» **Aim**
Reproduce every line of the material below word for word, leaving the pictures out.

(Bounding box annotation entries)
start

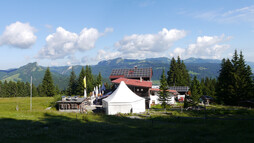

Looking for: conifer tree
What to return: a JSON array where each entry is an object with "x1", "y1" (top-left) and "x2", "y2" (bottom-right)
[
  {"x1": 85, "y1": 65, "x2": 94, "y2": 94},
  {"x1": 0, "y1": 80, "x2": 3, "y2": 97},
  {"x1": 216, "y1": 50, "x2": 254, "y2": 105},
  {"x1": 37, "y1": 84, "x2": 45, "y2": 97},
  {"x1": 42, "y1": 68, "x2": 55, "y2": 96},
  {"x1": 216, "y1": 59, "x2": 234, "y2": 104},
  {"x1": 167, "y1": 57, "x2": 177, "y2": 86},
  {"x1": 159, "y1": 69, "x2": 169, "y2": 109},
  {"x1": 32, "y1": 84, "x2": 39, "y2": 97},
  {"x1": 77, "y1": 67, "x2": 86, "y2": 95},
  {"x1": 96, "y1": 72, "x2": 102, "y2": 85},
  {"x1": 190, "y1": 76, "x2": 202, "y2": 106},
  {"x1": 67, "y1": 68, "x2": 77, "y2": 96},
  {"x1": 167, "y1": 56, "x2": 190, "y2": 86}
]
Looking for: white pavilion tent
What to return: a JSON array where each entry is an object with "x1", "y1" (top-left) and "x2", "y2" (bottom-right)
[{"x1": 102, "y1": 81, "x2": 145, "y2": 115}]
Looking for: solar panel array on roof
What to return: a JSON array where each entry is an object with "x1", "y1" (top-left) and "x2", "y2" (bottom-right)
[
  {"x1": 169, "y1": 86, "x2": 189, "y2": 92},
  {"x1": 110, "y1": 68, "x2": 152, "y2": 78}
]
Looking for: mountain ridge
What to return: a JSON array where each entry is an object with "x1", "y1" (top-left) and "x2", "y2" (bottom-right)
[{"x1": 0, "y1": 57, "x2": 254, "y2": 89}]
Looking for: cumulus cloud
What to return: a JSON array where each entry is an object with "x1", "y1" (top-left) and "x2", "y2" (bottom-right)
[
  {"x1": 174, "y1": 35, "x2": 231, "y2": 59},
  {"x1": 97, "y1": 28, "x2": 187, "y2": 60},
  {"x1": 0, "y1": 21, "x2": 37, "y2": 49},
  {"x1": 37, "y1": 27, "x2": 108, "y2": 59}
]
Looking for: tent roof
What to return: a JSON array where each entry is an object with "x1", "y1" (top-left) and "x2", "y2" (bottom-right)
[{"x1": 103, "y1": 81, "x2": 145, "y2": 103}]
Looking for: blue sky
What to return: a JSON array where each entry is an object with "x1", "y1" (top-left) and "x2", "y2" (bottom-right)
[{"x1": 0, "y1": 0, "x2": 254, "y2": 69}]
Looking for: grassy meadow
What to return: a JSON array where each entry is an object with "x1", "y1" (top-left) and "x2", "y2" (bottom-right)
[{"x1": 0, "y1": 97, "x2": 254, "y2": 143}]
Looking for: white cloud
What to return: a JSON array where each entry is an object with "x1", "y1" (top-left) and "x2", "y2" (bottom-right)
[
  {"x1": 0, "y1": 21, "x2": 37, "y2": 49},
  {"x1": 174, "y1": 35, "x2": 231, "y2": 59},
  {"x1": 194, "y1": 5, "x2": 254, "y2": 23},
  {"x1": 37, "y1": 27, "x2": 110, "y2": 59},
  {"x1": 97, "y1": 28, "x2": 187, "y2": 60},
  {"x1": 45, "y1": 24, "x2": 53, "y2": 29}
]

end

» **Task response**
Looking for: conifer tree
What to return: a JSON array where each entry is an object with "x1", "y1" (top-left) and "x2", "y2" (bottom-right)
[
  {"x1": 85, "y1": 65, "x2": 94, "y2": 94},
  {"x1": 0, "y1": 80, "x2": 3, "y2": 97},
  {"x1": 216, "y1": 50, "x2": 254, "y2": 105},
  {"x1": 37, "y1": 84, "x2": 45, "y2": 97},
  {"x1": 42, "y1": 68, "x2": 55, "y2": 96},
  {"x1": 216, "y1": 59, "x2": 234, "y2": 104},
  {"x1": 167, "y1": 57, "x2": 177, "y2": 86},
  {"x1": 159, "y1": 69, "x2": 169, "y2": 109},
  {"x1": 32, "y1": 84, "x2": 39, "y2": 97},
  {"x1": 77, "y1": 67, "x2": 86, "y2": 95},
  {"x1": 96, "y1": 72, "x2": 102, "y2": 85},
  {"x1": 190, "y1": 76, "x2": 202, "y2": 106},
  {"x1": 67, "y1": 68, "x2": 77, "y2": 96},
  {"x1": 167, "y1": 56, "x2": 190, "y2": 86}
]
Looking for: white pavilion tent
What to return: a JSON array where each entry is an object with "x1", "y1" (top-left) and "x2", "y2" (bottom-right)
[{"x1": 102, "y1": 81, "x2": 145, "y2": 115}]
Looking for: solar panel array on roof
What to return: a JSON array where each entry is an object with "x1", "y1" (top-left) and "x2", "y2" (bottom-right)
[
  {"x1": 169, "y1": 86, "x2": 189, "y2": 92},
  {"x1": 110, "y1": 68, "x2": 152, "y2": 78}
]
Looking for: mountain ridge
What to return: a JSON array where each entry is an object with "x1", "y1" (top-left) and "x2", "y2" (bottom-right)
[{"x1": 0, "y1": 57, "x2": 254, "y2": 89}]
Looking for: cumulus cloud
What to return: a JSON array where each entry is an object with "x1", "y1" (top-left) and "x2", "y2" (bottom-right)
[
  {"x1": 174, "y1": 35, "x2": 231, "y2": 59},
  {"x1": 97, "y1": 28, "x2": 187, "y2": 60},
  {"x1": 0, "y1": 21, "x2": 37, "y2": 49},
  {"x1": 37, "y1": 27, "x2": 108, "y2": 59}
]
Looking for: tent roof
What to return: a JSON array where each entry is an object with "x1", "y1" (top-left) and "x2", "y2" (bottom-right)
[{"x1": 103, "y1": 81, "x2": 145, "y2": 103}]
Looking for: blue sky
What to return: a JSON array where each entry is an object with "x1", "y1" (top-left) and "x2", "y2" (bottom-right)
[{"x1": 0, "y1": 0, "x2": 254, "y2": 69}]
Looking for: grassy meadow
What to return: a JSON array where each entry is an object with "x1", "y1" (top-left) and "x2", "y2" (bottom-right)
[{"x1": 0, "y1": 97, "x2": 254, "y2": 143}]
Looking for: white cloud
What to return: a JSON array where each entry is an object with "x1", "y1" (top-left) and "x2", "y2" (bottom-right)
[
  {"x1": 0, "y1": 21, "x2": 37, "y2": 49},
  {"x1": 174, "y1": 35, "x2": 231, "y2": 59},
  {"x1": 194, "y1": 5, "x2": 254, "y2": 23},
  {"x1": 37, "y1": 27, "x2": 110, "y2": 59},
  {"x1": 97, "y1": 28, "x2": 187, "y2": 60},
  {"x1": 45, "y1": 24, "x2": 53, "y2": 29}
]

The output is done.